(Region labeling items)
# # # # #

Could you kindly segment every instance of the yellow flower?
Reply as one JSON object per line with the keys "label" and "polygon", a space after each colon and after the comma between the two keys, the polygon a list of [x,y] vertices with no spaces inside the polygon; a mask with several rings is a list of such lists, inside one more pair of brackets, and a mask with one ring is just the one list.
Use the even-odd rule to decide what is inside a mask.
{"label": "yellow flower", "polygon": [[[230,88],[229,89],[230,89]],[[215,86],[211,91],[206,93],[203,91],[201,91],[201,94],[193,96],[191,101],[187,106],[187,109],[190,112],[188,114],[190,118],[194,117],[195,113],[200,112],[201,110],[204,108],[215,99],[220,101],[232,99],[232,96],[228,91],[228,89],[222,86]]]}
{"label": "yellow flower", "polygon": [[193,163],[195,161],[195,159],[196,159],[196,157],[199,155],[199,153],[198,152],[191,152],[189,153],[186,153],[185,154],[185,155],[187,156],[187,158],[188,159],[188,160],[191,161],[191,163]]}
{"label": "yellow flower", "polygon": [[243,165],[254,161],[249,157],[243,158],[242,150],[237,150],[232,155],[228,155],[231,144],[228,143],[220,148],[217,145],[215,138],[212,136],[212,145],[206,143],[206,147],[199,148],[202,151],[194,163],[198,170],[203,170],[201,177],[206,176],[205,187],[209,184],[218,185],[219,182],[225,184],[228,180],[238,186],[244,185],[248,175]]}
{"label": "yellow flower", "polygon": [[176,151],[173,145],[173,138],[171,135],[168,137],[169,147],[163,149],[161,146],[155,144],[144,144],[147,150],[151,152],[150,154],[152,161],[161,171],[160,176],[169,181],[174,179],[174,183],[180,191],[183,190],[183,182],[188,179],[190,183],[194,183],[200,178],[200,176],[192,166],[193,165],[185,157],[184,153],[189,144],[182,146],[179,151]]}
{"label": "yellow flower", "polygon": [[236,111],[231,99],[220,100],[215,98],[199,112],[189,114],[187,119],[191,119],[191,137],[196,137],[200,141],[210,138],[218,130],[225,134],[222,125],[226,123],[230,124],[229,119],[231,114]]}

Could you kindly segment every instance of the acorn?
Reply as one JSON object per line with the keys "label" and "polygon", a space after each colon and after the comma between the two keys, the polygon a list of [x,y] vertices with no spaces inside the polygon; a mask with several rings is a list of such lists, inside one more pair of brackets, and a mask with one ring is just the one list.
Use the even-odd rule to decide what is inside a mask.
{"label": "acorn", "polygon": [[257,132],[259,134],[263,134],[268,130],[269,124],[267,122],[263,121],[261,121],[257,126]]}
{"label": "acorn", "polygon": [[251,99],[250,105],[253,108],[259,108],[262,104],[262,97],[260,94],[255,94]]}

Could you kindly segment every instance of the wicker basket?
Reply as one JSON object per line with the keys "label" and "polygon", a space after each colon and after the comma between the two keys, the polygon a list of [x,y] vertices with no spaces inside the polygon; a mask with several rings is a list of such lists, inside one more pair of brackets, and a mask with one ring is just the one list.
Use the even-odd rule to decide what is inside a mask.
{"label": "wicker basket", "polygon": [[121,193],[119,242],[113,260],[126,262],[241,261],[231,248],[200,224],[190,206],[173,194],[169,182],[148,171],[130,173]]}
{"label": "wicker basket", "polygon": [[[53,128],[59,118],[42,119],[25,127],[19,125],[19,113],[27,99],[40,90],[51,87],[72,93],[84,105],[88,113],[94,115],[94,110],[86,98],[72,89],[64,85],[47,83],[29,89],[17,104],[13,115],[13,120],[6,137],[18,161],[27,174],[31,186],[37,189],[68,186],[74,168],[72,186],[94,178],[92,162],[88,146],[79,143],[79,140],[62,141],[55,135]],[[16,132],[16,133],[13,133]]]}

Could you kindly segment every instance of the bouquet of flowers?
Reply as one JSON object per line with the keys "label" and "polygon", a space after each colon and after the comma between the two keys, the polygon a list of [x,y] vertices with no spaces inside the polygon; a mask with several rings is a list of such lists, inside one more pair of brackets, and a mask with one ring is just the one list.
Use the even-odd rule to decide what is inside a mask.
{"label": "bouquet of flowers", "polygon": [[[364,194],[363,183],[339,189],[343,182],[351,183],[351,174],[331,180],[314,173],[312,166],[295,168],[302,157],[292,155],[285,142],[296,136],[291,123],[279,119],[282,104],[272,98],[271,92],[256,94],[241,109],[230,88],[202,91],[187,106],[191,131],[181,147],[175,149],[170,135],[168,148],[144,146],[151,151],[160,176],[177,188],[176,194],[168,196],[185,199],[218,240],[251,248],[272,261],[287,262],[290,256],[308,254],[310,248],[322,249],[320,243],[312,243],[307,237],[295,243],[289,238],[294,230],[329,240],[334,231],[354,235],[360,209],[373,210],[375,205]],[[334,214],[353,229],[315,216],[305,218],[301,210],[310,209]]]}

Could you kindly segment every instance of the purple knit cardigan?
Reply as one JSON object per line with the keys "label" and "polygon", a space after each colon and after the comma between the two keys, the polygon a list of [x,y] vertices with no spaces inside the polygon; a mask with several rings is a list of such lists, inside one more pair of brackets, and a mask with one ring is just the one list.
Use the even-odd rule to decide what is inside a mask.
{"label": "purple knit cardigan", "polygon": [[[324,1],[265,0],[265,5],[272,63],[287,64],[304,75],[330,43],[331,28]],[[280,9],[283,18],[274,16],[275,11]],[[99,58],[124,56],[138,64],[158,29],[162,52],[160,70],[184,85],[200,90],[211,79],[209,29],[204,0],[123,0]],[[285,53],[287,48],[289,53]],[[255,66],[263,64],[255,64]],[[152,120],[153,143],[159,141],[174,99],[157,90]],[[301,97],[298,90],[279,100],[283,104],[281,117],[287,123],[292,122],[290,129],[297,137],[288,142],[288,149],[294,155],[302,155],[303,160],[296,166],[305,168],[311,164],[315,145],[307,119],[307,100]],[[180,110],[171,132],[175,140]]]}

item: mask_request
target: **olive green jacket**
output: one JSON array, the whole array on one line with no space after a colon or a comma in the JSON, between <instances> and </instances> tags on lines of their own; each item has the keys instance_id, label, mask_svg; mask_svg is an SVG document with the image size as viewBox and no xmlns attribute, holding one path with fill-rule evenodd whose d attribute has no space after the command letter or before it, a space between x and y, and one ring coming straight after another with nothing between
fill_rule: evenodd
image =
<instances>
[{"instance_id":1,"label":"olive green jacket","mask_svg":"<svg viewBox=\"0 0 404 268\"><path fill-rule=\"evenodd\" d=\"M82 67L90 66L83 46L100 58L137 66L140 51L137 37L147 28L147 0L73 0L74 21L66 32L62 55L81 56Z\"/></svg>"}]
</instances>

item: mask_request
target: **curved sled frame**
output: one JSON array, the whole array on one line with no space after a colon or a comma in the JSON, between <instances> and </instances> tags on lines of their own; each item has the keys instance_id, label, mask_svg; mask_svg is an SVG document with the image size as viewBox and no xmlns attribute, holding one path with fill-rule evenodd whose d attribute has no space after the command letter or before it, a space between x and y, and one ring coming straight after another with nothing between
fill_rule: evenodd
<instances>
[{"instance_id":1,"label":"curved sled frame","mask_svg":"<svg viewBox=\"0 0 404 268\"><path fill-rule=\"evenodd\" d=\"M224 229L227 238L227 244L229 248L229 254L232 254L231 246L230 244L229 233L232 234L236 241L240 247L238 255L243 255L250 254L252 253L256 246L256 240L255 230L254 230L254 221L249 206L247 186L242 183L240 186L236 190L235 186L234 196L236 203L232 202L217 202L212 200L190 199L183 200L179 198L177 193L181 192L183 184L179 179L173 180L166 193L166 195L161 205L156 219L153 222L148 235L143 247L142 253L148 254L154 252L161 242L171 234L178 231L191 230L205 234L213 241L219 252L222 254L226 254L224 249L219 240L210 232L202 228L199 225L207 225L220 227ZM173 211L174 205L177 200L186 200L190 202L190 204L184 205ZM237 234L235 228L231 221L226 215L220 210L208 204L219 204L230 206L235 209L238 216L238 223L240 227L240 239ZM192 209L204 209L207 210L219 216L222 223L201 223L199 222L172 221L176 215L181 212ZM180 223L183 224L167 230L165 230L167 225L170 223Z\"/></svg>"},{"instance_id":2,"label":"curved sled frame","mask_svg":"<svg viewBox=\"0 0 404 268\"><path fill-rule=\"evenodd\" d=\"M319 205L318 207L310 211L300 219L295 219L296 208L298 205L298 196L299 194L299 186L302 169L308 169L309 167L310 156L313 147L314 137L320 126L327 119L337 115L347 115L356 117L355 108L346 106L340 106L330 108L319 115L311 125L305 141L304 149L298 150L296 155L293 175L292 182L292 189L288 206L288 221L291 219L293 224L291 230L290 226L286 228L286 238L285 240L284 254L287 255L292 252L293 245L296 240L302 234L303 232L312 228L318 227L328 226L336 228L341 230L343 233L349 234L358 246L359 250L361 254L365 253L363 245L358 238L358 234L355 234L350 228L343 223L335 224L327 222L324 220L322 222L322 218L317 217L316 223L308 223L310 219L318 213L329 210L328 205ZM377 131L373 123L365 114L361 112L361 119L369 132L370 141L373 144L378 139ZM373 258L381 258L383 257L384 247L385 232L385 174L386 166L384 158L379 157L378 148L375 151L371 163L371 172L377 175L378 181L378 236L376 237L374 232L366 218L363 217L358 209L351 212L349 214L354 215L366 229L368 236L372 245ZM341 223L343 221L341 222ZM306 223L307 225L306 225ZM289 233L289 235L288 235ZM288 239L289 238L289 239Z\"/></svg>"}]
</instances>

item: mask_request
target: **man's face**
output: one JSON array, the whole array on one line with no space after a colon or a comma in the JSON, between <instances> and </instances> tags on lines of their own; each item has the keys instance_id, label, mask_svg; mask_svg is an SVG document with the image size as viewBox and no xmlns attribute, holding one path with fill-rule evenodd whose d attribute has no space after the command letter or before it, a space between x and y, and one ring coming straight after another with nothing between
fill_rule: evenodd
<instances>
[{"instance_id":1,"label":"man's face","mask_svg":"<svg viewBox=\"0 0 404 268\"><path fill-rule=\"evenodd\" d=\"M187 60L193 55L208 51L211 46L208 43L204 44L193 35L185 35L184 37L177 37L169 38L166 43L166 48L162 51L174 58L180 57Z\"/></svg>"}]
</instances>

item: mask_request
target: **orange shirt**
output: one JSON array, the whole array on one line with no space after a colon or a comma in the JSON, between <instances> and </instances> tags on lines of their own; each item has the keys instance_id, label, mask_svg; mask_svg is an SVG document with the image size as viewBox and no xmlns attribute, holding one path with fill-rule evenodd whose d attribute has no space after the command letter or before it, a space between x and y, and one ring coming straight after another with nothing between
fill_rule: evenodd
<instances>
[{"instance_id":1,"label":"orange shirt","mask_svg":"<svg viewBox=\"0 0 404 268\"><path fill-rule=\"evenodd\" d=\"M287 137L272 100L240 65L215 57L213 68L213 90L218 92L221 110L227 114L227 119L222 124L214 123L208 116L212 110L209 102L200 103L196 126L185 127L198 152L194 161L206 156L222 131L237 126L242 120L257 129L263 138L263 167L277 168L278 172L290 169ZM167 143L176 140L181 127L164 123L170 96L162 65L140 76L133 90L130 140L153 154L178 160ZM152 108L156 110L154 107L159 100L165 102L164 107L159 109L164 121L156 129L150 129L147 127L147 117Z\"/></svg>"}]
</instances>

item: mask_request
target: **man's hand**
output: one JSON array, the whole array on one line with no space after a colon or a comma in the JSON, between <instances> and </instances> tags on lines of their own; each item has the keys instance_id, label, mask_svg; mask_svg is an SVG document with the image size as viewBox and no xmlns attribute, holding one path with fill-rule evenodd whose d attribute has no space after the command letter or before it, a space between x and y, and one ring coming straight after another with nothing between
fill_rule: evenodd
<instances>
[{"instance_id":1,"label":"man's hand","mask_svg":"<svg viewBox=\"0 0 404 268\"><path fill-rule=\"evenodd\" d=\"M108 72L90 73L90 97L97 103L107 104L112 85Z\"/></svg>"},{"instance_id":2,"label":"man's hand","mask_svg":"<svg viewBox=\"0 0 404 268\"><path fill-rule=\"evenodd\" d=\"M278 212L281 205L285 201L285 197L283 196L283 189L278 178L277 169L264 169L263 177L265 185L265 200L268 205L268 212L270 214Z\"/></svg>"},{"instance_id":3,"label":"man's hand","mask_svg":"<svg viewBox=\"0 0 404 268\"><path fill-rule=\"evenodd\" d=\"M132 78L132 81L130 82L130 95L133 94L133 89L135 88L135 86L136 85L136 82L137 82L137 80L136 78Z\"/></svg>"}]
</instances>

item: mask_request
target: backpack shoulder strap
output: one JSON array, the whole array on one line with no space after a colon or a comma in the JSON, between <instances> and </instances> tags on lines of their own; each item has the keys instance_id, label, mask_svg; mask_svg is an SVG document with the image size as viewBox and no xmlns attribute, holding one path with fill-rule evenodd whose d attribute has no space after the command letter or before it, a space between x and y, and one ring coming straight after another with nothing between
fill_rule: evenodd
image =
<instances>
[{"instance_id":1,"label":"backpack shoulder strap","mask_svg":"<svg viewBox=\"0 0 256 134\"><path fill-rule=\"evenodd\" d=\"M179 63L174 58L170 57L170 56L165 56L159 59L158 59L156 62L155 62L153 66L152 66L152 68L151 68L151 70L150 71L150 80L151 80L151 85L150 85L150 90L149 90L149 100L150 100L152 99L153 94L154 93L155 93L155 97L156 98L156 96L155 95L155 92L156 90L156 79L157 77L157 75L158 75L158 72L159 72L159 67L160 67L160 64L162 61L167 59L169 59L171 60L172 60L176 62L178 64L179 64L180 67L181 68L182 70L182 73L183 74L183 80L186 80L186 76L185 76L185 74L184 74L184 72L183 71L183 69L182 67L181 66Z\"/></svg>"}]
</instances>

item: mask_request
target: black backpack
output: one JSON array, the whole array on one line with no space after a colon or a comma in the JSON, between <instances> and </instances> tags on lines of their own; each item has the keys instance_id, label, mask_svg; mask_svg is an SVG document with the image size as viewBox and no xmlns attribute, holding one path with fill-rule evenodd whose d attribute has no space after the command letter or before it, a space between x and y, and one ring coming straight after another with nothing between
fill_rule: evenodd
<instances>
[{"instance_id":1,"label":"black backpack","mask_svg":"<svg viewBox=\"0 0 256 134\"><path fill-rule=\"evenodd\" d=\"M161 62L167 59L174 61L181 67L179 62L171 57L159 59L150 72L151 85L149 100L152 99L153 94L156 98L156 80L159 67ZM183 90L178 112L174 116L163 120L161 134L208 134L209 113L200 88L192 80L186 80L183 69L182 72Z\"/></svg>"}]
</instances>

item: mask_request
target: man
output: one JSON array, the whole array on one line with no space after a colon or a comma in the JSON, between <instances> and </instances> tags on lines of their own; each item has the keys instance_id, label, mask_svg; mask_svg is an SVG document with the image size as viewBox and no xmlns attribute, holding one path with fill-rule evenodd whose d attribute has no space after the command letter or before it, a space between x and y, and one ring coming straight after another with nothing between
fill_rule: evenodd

# # # # #

INSTRUCTIONS FOR THE TASK: Count the lines above that contain the string "acorn" and give only that number.

WRITTEN SOLUTION: 3